[Material shown]
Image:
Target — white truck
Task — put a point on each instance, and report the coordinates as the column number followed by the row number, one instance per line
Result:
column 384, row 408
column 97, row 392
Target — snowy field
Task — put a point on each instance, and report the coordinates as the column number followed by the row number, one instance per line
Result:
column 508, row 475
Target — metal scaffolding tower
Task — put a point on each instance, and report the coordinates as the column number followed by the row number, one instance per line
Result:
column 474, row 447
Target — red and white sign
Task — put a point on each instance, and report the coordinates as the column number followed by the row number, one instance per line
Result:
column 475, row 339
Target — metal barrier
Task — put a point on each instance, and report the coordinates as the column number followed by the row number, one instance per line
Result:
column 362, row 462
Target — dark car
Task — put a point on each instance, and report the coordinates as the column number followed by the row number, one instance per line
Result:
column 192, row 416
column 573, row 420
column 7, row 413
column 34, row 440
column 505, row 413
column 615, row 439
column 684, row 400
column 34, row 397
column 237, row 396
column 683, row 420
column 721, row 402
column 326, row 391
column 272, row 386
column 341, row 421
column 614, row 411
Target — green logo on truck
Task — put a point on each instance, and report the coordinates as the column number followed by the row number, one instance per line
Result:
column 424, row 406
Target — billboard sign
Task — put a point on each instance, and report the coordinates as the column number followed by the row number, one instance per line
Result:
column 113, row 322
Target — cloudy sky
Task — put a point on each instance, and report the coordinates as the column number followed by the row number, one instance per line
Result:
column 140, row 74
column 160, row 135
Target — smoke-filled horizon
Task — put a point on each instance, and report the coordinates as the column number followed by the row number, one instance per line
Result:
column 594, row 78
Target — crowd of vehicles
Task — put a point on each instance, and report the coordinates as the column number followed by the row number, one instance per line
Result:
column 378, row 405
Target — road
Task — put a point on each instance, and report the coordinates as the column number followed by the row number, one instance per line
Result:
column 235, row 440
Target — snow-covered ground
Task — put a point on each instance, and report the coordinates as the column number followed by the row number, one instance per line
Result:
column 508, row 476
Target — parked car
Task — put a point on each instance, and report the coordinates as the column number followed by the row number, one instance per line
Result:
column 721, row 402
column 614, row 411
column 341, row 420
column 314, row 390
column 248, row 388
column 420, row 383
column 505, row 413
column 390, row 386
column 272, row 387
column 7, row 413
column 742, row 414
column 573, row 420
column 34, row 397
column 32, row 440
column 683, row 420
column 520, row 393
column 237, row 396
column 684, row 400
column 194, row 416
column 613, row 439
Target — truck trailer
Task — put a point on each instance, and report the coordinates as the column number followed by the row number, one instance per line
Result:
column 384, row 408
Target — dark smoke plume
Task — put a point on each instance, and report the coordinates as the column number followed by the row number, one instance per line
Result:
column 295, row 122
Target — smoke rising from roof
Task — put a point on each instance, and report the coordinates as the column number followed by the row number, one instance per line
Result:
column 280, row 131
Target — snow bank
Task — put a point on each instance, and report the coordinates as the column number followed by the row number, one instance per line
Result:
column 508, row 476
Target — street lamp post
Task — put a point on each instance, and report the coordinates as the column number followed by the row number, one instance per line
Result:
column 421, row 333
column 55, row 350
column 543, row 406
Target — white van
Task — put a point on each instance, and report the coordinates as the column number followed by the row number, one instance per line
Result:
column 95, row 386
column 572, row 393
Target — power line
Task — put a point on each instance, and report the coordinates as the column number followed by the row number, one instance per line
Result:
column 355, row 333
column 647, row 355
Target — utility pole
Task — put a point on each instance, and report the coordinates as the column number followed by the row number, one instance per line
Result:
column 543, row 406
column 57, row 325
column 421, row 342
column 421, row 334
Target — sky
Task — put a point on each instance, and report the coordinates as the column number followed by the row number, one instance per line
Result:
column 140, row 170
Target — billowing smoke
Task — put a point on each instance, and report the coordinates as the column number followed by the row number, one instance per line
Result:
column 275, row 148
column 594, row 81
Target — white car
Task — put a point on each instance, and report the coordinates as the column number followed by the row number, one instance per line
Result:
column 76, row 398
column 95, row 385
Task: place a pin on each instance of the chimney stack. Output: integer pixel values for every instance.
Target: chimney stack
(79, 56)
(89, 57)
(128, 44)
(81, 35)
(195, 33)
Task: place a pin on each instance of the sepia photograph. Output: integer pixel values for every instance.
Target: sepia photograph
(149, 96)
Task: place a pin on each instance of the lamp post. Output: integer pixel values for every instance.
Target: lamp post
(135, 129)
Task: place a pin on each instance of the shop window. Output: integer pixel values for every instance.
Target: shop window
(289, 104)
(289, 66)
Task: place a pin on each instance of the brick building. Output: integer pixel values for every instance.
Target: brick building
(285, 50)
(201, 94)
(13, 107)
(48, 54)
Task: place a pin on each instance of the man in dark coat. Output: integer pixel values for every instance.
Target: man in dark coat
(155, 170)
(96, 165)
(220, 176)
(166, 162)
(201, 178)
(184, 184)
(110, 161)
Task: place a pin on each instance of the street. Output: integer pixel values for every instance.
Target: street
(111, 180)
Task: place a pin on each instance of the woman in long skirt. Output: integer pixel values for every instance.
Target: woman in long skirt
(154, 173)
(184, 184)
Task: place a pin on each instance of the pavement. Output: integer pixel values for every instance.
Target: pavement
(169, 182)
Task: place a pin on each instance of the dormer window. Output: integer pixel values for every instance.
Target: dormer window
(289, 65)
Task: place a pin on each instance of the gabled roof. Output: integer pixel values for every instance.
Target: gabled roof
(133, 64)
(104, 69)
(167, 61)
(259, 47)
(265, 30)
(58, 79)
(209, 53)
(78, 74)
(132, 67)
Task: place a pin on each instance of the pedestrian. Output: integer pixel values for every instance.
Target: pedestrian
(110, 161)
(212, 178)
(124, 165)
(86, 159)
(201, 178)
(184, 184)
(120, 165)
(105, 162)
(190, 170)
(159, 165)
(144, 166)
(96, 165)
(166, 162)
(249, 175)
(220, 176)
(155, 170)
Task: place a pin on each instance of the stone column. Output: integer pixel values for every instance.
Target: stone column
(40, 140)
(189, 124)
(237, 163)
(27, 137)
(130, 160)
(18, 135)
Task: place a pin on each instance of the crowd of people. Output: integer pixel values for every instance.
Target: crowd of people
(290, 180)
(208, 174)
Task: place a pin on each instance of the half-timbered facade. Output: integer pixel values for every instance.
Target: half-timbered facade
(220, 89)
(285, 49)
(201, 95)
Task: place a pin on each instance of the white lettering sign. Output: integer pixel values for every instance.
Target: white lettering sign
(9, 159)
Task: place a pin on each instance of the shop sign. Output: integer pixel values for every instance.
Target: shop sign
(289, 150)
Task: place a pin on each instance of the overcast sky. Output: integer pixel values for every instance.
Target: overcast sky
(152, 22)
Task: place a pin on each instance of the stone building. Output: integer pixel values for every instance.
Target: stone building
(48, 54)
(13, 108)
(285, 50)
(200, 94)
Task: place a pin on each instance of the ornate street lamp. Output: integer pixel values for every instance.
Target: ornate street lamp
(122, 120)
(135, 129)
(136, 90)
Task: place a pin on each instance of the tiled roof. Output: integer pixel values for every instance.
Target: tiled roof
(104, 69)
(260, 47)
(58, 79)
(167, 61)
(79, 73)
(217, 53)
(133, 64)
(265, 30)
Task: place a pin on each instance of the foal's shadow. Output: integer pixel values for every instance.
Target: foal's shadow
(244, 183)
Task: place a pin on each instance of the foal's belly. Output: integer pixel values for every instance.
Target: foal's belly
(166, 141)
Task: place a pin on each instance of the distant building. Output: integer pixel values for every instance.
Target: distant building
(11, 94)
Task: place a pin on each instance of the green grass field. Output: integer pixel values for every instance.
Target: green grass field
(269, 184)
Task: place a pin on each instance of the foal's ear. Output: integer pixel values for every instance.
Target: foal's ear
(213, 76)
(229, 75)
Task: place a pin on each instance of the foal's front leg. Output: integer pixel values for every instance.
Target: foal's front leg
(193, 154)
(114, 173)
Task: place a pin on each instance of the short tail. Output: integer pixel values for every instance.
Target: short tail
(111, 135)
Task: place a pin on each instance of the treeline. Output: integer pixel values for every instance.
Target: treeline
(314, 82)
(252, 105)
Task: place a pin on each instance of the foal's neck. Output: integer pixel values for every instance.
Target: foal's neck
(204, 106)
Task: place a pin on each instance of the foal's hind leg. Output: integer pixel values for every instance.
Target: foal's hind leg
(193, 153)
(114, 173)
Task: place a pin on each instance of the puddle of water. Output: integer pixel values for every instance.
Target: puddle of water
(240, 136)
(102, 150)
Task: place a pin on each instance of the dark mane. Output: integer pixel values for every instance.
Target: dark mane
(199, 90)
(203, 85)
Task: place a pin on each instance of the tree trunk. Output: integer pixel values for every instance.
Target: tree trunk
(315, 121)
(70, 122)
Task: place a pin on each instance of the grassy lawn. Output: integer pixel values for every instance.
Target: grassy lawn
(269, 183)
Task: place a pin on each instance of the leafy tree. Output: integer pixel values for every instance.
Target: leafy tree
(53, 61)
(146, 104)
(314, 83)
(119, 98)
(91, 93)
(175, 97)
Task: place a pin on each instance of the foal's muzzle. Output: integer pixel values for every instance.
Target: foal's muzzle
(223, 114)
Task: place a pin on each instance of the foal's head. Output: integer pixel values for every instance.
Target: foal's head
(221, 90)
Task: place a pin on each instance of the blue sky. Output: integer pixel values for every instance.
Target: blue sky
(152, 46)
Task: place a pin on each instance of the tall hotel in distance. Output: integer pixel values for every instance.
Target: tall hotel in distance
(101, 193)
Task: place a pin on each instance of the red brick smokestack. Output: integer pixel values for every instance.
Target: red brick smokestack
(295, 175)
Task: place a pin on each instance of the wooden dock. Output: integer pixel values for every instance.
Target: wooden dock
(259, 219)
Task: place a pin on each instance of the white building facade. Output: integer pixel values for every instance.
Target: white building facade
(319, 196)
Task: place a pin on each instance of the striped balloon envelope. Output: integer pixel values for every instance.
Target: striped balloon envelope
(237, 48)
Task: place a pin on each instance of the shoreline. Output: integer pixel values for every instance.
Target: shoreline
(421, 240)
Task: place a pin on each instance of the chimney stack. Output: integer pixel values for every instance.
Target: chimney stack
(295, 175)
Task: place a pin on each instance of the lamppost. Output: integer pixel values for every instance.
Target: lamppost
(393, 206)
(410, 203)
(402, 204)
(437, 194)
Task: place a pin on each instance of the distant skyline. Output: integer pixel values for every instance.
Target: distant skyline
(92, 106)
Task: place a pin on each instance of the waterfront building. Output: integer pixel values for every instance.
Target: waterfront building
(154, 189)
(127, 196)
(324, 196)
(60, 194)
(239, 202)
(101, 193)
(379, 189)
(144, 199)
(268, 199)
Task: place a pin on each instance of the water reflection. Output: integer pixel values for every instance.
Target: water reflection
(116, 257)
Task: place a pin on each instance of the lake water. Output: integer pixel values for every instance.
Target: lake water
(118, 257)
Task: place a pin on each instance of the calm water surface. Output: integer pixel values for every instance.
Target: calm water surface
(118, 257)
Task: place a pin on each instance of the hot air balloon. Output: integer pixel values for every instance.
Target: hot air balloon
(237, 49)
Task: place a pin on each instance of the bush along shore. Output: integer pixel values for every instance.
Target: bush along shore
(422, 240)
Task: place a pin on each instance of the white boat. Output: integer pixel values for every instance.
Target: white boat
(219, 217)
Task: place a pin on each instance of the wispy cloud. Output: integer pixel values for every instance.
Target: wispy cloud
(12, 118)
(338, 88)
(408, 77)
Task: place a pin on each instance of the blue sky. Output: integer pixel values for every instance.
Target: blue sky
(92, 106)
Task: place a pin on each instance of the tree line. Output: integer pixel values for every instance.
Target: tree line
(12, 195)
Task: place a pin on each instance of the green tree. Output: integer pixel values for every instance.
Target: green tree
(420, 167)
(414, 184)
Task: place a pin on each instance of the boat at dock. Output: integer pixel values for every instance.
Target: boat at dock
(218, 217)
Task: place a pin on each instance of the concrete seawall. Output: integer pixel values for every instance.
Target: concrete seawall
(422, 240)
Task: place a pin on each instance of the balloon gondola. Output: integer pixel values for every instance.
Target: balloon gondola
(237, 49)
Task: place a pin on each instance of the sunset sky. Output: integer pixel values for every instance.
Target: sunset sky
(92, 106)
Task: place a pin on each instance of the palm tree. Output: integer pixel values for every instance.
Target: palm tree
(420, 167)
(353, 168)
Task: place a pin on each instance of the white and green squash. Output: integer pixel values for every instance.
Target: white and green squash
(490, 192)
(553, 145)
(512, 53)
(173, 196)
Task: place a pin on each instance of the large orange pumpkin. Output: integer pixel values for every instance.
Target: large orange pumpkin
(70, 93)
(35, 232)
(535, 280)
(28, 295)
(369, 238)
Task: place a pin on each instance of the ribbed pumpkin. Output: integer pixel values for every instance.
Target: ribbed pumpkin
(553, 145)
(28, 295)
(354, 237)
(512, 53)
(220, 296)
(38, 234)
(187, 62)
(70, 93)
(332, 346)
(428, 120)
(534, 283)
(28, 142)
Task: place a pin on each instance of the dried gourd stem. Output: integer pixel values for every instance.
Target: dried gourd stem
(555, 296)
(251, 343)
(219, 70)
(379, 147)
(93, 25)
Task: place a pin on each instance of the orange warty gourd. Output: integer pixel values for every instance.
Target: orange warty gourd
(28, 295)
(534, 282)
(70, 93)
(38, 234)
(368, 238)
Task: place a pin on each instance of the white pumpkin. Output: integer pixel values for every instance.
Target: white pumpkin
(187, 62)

[Exercise aim] Write out, exactly as they appear, the lines from the one containing "Task: place a pin on each instance of the ribbed" through the last line of the records above, both included, and nothing more.

[Response area]
Task: place a pin on each instance of the ribbed pumpkin. Output: integer pixel values for every instance.
Target: ribbed pumpkin
(553, 145)
(28, 295)
(354, 237)
(512, 53)
(220, 296)
(38, 234)
(187, 62)
(70, 93)
(332, 346)
(428, 120)
(534, 283)
(28, 142)
Task: place a pin on each instance of the dried gourd stem. Output: integer pixel values for every instance.
Target: dried gourd stem
(555, 296)
(251, 343)
(219, 70)
(379, 147)
(93, 25)
Task: place a pin on each instance of the orange warty gourd. Output: integer pixel values for every instance.
Target: orange warty gourd
(28, 295)
(534, 282)
(70, 93)
(38, 234)
(368, 238)
Task: place a pin on each instance of the white pumpkin. Output: integer pixel values for every instance.
Target: white pumpkin
(187, 62)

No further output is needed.